◆ YOUR GOAL ◆
Rewrite the records below, swapping "apartment building" for "residential block" and keeping everything else unchanged. Omit the pictures from your answer.
+ + + +
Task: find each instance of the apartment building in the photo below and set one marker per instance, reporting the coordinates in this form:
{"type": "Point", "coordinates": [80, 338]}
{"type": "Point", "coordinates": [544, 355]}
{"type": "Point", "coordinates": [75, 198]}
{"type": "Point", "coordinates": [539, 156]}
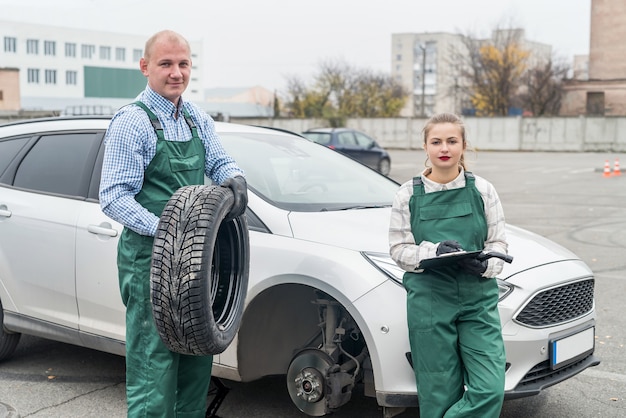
+ + + +
◆ REPLY TO THE TASK ◆
Task: find each instance of the residential block in the photo below and set one marker per instance, reporting the coordinates in this form:
{"type": "Point", "coordinates": [80, 338]}
{"type": "Point", "coordinates": [544, 355]}
{"type": "Point", "coordinates": [75, 198]}
{"type": "Point", "coordinates": [539, 156]}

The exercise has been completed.